WHAT TO WORK ON
1. Print the stretch of the ivory trade passage from "China has long" through "last year alone." word for word.
2. Give the stretch of the records from the line containing "In this exercise you will find the rocky" through the end of the records again, swapping "drop a point on" for "place a dot on" and changing nothing else. Leave the pictures out.

GIVEN PASSAGE
>>>

Photo by WILS YANICK MANIENGUI/AFP/GettyImages

China has long been accused of fueling the illegal ivory trade in Africa. A new report out this week from London-based NGO Environmental Investigation Agency says the illicit trade implicates even the highest levels of the Chinese government. The organization’s report focuses on Tanzania, the epicenter of the illicit ivory trade, where the elephant population has been decimated with some 10,000 elephants  killed for their tusks last year alone.

In March 2013, Chinese President Xi Jinping made a visit to the country on state business. The presidential visit, as the New York Times reports, kicked off a shopping spree for illegal ivory by the Chinese delegation that caused the price of the smuggled goods to double. Here’s more on what happened from the Times:

[President Xi Jinping] was joined by a large entourage of Chinese government officials and business leaders, officially there to promote a mutually beneficial relationship between the two countries. But according to a new report by the Environmental Investigation Agency, a nongovernmental organization based in London, members of the delegation used Mr. Xi’s visit as an opportunity to procure so much illegal ivory that local prices doubled to $70,000 per kilogram, or about $31,800 per pound. In fact, two weeks before Mr. Xi arrived, Chinese buyers went on a shopping spree for illegal ivory, purchasing thousands of pounds of poached tusks, which were “later sent to China in diplomatic bags on the presidential plane,” says the report, “Vanishing Point: Criminality, Corruption and the Devastation of Tanzania’s Elephants,” which was released on Thursday…
At a time when the Chinese government is trying to prove itself a responsible state actor that is serious about rooting out corruption and abiding by international law, the organization’s report describes a devastating environmental cost of China’s geopolitical rise: Chinese diplomats and military personnel, it says, are colluding with corrupt Tanzanian officials and Chinese-led crime syndicates that send huge amounts of illegal ivory to China, reducing Tanzania’s elephant population by half.

<<<

SOURCE MATERIAL
>>>

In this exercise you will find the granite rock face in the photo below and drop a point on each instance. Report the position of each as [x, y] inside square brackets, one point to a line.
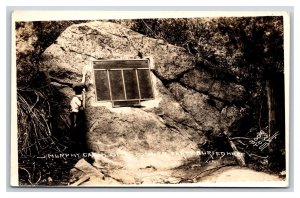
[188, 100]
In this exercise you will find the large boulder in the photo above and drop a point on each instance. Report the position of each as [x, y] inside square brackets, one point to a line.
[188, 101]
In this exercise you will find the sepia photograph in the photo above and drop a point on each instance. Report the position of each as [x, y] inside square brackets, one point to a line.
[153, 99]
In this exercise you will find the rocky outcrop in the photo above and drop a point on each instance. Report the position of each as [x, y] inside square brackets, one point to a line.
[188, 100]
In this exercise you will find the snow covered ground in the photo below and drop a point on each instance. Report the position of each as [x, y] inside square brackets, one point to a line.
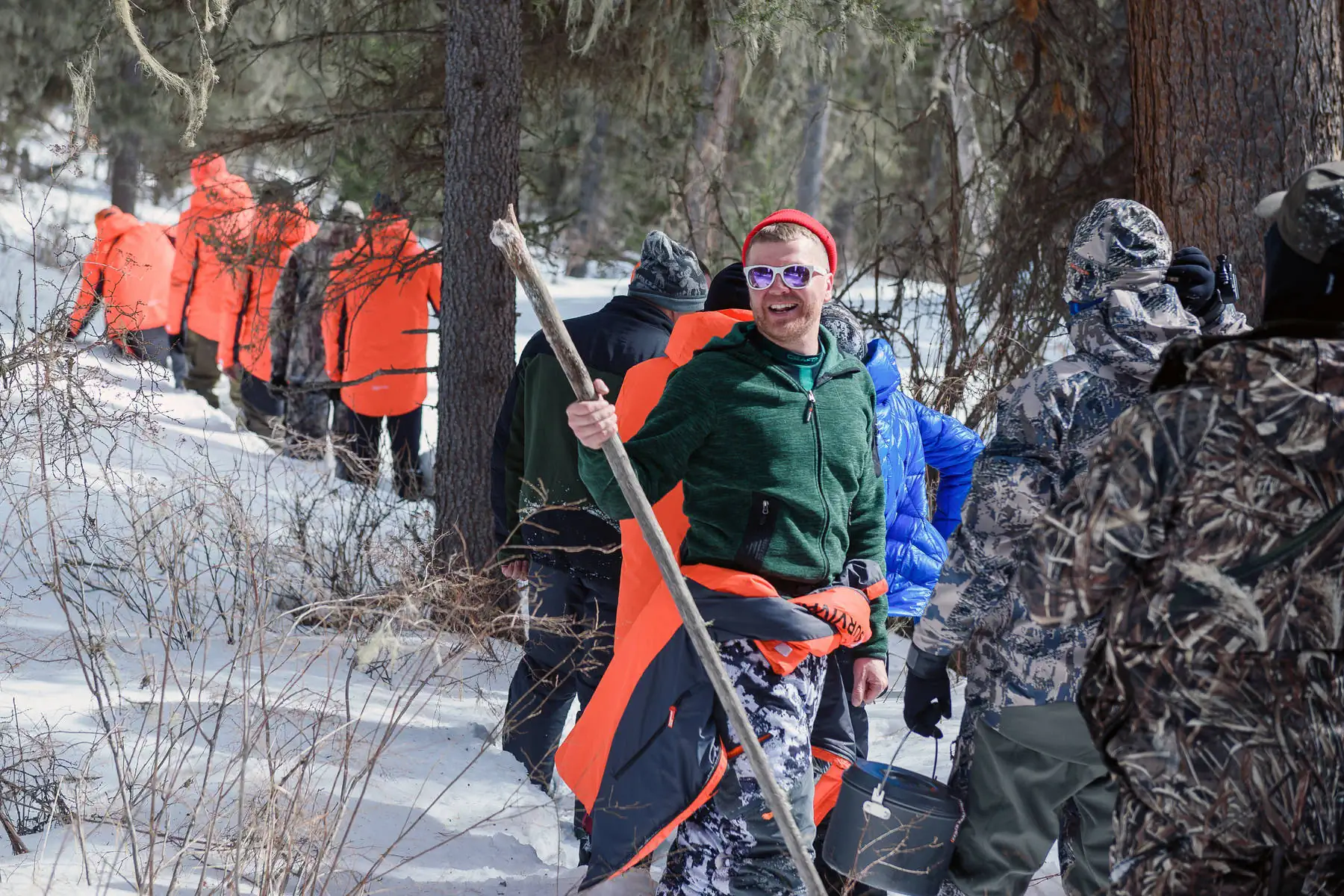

<<<

ANSWERS FOR THE EXERCISE
1.
China has long been accused of fueling the illegal ivory trade in Africa. A new report out this week from London-based NGO Environmental Investigation Agency says the illicit trade implicates even the highest levels of the Chinese government. The organization’s report focuses on Tanzania, the epicenter of the illicit ivory trade, where the elephant population has been decimated with some 10,000 elephants  killed for their tusks last year alone.

2.
In this exercise you will find the rocky outcrop in the photo above and place a dot on each instance. Report the position of each as [x, y] inside square brackets, one point to a line.
[188, 100]
In this exercise you will find the snow covered ground in the photo below and place a dot on each instance. Report the position of each as [x, y] inside square brackets, one point to a line.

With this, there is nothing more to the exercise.